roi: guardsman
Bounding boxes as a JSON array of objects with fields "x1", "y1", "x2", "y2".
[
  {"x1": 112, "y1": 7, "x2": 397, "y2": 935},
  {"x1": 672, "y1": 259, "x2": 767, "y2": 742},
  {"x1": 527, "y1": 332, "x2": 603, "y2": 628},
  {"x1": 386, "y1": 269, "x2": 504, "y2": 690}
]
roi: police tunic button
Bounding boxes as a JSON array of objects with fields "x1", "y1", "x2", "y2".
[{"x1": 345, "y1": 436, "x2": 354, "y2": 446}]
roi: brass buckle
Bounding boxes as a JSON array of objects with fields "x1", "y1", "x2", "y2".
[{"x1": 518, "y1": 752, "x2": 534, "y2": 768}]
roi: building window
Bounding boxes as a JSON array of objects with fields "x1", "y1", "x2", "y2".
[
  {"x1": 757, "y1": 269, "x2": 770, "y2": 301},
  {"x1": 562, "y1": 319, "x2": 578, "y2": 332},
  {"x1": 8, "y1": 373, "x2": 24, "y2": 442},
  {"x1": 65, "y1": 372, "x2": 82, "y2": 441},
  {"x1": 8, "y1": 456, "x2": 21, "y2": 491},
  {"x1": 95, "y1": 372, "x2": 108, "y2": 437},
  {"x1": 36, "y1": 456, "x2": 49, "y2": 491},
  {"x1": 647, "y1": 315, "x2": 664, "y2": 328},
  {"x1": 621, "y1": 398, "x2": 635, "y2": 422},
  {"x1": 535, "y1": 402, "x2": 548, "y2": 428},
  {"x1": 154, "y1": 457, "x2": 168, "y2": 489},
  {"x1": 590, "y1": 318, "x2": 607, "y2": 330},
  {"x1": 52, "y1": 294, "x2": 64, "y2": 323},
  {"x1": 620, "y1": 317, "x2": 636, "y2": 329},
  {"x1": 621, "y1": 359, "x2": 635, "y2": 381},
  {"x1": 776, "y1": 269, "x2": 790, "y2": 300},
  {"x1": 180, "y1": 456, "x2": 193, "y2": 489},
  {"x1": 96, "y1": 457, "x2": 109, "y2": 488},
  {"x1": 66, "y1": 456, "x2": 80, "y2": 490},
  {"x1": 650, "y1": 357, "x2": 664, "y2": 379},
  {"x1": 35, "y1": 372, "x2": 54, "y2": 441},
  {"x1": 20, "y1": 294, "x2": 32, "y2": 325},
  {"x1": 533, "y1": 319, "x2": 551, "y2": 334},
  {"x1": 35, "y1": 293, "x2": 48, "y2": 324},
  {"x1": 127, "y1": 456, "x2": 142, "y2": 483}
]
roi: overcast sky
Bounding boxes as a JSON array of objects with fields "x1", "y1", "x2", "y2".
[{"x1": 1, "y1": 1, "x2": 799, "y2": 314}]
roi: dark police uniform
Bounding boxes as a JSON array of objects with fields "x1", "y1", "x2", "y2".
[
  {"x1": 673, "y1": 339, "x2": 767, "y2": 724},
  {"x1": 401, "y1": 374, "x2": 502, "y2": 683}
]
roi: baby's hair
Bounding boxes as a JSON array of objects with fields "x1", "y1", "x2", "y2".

○ ○ ○

- [Exercise details]:
Output the whole listing exactly, leaving nothing out.

- [Your solution]:
roi: guardsman
Bounding boxes as a JSON array of objects with fields "x1", "y1", "x2", "y2".
[
  {"x1": 112, "y1": 7, "x2": 397, "y2": 935},
  {"x1": 672, "y1": 259, "x2": 767, "y2": 742},
  {"x1": 527, "y1": 332, "x2": 603, "y2": 628},
  {"x1": 386, "y1": 269, "x2": 504, "y2": 690}
]
roi: police tunic button
Bounding boxes as a JSON array of objects with fields "x1", "y1", "x2", "y2".
[{"x1": 345, "y1": 436, "x2": 354, "y2": 446}]
roi: brass buckle
Bounding boxes as a JSON array of objects with fields "x1", "y1", "x2", "y2".
[{"x1": 518, "y1": 752, "x2": 534, "y2": 768}]
roi: building window
Bounding boxes as a JSON array of objects with fields "x1", "y1", "x2", "y2".
[
  {"x1": 757, "y1": 269, "x2": 770, "y2": 301},
  {"x1": 562, "y1": 319, "x2": 578, "y2": 332},
  {"x1": 8, "y1": 373, "x2": 24, "y2": 442},
  {"x1": 65, "y1": 372, "x2": 82, "y2": 441},
  {"x1": 8, "y1": 456, "x2": 21, "y2": 491},
  {"x1": 95, "y1": 372, "x2": 108, "y2": 437},
  {"x1": 36, "y1": 456, "x2": 49, "y2": 491},
  {"x1": 647, "y1": 315, "x2": 664, "y2": 328},
  {"x1": 621, "y1": 398, "x2": 635, "y2": 422},
  {"x1": 535, "y1": 402, "x2": 548, "y2": 428},
  {"x1": 154, "y1": 457, "x2": 168, "y2": 489},
  {"x1": 590, "y1": 318, "x2": 607, "y2": 330},
  {"x1": 52, "y1": 294, "x2": 64, "y2": 323},
  {"x1": 620, "y1": 317, "x2": 636, "y2": 329},
  {"x1": 621, "y1": 359, "x2": 635, "y2": 381},
  {"x1": 776, "y1": 269, "x2": 790, "y2": 300},
  {"x1": 180, "y1": 456, "x2": 193, "y2": 489},
  {"x1": 96, "y1": 457, "x2": 109, "y2": 488},
  {"x1": 66, "y1": 456, "x2": 80, "y2": 490},
  {"x1": 650, "y1": 357, "x2": 664, "y2": 379},
  {"x1": 35, "y1": 372, "x2": 54, "y2": 441},
  {"x1": 20, "y1": 294, "x2": 32, "y2": 325},
  {"x1": 533, "y1": 319, "x2": 551, "y2": 334},
  {"x1": 35, "y1": 293, "x2": 48, "y2": 324},
  {"x1": 127, "y1": 456, "x2": 142, "y2": 483}
]
roi: overcast sky
Bounding boxes as a JSON array of objects with fields "x1", "y1", "x2", "y2".
[{"x1": 1, "y1": 1, "x2": 799, "y2": 314}]
roi: dark police uniform
Bounding boxes as a JSON array of objects with fields "x1", "y1", "x2", "y2".
[
  {"x1": 673, "y1": 339, "x2": 767, "y2": 724},
  {"x1": 401, "y1": 374, "x2": 502, "y2": 683}
]
roi: baby's hair
Bounding boxes as a JSON array of objects with fields "x1", "y1", "x2", "y2".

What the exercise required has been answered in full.